**** GIVEN INFORMATION ****
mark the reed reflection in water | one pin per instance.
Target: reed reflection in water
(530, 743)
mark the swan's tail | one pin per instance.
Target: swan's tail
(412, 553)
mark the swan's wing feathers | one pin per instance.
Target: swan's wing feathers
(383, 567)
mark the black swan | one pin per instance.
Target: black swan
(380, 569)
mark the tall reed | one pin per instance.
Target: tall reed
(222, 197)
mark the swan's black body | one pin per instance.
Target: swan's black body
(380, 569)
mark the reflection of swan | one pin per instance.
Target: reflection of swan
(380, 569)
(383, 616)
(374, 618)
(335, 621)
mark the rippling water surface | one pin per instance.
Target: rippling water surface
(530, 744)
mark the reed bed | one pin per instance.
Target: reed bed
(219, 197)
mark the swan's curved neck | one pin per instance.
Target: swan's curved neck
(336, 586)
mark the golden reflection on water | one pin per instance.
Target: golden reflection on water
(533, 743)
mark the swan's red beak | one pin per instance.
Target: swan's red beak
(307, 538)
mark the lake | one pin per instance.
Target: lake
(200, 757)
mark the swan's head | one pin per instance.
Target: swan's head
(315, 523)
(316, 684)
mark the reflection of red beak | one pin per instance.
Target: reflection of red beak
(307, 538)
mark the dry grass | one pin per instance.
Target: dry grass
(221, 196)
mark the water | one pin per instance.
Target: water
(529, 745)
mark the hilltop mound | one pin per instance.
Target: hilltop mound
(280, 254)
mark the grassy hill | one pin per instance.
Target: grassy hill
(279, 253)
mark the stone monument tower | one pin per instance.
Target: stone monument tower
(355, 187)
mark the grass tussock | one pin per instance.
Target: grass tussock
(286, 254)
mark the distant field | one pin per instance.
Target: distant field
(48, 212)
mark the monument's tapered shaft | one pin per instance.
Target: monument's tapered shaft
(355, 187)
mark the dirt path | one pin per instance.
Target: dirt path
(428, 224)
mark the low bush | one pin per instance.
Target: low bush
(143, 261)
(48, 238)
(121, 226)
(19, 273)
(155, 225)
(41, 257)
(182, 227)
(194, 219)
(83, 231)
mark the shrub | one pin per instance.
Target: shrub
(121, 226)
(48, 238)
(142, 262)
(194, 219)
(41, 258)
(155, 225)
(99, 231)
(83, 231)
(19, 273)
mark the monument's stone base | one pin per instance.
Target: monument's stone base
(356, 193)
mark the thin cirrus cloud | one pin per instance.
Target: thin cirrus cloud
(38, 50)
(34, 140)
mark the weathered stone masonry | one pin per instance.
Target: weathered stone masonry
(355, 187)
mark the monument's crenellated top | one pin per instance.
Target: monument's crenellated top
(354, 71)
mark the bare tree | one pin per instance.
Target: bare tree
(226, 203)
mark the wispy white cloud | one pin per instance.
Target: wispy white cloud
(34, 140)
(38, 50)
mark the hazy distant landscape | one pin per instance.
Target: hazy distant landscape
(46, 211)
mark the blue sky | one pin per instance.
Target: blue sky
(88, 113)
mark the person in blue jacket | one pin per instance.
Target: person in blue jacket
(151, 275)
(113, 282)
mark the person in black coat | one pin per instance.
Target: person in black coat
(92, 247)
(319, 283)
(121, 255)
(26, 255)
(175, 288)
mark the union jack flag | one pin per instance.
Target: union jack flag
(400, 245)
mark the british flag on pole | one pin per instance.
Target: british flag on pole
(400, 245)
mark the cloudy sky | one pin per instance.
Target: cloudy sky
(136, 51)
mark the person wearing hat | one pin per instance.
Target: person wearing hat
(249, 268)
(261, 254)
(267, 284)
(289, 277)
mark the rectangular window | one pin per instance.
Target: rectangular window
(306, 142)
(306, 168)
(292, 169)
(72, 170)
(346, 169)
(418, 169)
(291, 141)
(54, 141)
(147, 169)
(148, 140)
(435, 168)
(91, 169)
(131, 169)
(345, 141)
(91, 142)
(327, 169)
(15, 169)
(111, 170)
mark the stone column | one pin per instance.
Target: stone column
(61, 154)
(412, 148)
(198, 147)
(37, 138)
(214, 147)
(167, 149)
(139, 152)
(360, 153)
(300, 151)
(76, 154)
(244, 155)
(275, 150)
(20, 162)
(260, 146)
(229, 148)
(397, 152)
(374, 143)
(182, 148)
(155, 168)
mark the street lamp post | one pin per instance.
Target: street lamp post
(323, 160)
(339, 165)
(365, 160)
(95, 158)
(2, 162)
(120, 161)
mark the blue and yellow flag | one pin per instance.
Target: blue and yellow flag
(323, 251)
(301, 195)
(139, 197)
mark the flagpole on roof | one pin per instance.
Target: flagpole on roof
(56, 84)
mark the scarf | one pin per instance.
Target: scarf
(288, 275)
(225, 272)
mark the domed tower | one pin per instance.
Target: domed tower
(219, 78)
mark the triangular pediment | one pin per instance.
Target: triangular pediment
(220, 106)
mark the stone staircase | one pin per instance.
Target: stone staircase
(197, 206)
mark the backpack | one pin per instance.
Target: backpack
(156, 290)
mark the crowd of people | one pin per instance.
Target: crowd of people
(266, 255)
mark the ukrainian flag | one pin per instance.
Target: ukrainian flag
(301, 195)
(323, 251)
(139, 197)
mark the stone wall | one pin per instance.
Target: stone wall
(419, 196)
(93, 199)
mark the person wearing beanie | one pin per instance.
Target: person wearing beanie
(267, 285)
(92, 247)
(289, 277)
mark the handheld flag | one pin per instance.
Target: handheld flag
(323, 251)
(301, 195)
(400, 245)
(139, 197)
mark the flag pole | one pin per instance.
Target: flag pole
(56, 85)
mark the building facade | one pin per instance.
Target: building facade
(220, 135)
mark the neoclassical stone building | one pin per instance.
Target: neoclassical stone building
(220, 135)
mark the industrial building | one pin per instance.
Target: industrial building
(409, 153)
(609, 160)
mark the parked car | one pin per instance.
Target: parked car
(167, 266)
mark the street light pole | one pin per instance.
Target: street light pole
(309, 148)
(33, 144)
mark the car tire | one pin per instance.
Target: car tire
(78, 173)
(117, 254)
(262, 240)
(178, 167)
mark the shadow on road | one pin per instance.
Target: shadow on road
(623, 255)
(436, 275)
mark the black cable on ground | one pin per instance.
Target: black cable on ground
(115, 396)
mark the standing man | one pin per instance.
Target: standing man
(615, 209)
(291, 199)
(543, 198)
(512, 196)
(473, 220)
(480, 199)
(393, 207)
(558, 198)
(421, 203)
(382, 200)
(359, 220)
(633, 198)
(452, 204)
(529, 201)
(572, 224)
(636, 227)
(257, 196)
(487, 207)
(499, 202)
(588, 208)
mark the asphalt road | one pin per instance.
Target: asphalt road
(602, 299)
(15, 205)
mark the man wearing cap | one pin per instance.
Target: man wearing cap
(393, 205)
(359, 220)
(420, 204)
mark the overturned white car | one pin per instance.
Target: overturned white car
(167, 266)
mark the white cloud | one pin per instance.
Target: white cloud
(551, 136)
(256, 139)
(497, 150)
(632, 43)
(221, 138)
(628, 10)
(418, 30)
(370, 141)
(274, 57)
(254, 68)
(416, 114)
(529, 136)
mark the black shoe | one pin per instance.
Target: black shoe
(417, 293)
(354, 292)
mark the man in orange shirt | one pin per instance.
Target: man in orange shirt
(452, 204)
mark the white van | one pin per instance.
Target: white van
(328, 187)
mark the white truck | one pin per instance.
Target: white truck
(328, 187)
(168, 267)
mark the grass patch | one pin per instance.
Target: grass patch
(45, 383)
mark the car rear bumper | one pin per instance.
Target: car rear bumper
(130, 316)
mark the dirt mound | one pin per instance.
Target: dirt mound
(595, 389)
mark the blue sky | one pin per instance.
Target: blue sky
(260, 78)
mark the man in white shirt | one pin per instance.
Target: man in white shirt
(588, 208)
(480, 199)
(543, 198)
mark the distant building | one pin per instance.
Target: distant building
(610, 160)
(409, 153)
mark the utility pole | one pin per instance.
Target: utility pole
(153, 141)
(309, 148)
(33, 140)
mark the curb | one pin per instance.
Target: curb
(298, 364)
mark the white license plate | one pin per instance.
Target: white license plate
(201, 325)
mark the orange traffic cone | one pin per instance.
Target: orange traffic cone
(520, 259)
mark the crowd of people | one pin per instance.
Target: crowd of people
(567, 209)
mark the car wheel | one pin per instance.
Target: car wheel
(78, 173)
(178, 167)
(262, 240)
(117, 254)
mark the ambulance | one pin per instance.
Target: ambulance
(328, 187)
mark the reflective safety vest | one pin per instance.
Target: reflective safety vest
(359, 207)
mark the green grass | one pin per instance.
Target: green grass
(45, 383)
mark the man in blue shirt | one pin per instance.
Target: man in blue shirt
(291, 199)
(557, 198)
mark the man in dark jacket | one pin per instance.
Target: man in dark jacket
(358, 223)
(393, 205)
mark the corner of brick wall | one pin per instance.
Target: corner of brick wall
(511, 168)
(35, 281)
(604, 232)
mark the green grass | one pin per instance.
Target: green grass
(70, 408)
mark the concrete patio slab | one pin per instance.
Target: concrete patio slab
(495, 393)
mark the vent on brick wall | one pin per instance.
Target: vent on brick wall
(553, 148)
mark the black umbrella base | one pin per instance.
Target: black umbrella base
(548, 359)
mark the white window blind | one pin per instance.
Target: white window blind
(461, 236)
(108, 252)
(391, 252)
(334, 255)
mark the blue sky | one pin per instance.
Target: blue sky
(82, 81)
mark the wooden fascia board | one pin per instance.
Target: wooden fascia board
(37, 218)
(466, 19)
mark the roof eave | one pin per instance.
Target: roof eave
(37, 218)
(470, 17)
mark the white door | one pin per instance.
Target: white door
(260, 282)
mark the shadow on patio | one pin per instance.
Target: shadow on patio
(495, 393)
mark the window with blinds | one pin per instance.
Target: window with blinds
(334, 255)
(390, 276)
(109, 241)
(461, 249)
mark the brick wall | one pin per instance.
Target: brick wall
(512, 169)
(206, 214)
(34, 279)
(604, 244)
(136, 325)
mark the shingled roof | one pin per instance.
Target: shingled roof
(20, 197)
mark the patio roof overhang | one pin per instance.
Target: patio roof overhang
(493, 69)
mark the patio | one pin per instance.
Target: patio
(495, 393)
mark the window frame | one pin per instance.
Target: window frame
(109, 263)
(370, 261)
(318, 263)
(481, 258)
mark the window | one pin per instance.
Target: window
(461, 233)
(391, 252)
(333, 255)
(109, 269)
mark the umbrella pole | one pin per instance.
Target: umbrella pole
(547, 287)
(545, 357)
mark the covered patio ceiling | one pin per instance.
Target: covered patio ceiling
****
• [ASSIGNMENT]: Would you copy, unchanged, the stretch of the records above that begins at the line containing "Target: person wearing beanie" and ends at the line containing "mark the standing man | one pin per instance.", and only that?

• [ANSWER TO THIS PROBLEM]:
Target: person wearing beanie
(267, 285)
(92, 247)
(289, 277)
mark the handheld flag | one pin per instance.
Target: handheld flag
(323, 251)
(301, 195)
(400, 245)
(139, 197)
mark the flag pole | one pin per instance.
Target: flag pole
(56, 85)
mark the building facade | one pin per instance.
Target: building facade
(220, 135)
mark the neoclassical stone building | one pin per instance.
Target: neoclassical stone building
(220, 135)
mark the industrial building | one pin per instance.
Target: industrial building
(409, 153)
(609, 160)
mark the parked car | one pin per instance.
Target: parked car
(167, 266)
mark the street light pole | one pin per instance.
Target: street light pole
(309, 148)
(33, 144)
mark the car tire | one pin per instance.
Target: car tire
(78, 173)
(117, 254)
(262, 240)
(178, 167)
mark the shadow on road | one pin per instance.
Target: shadow on road
(623, 255)
(436, 275)
mark the black cable on ground | one pin per instance.
Target: black cable on ground
(115, 396)
mark the standing man | one pin per instance.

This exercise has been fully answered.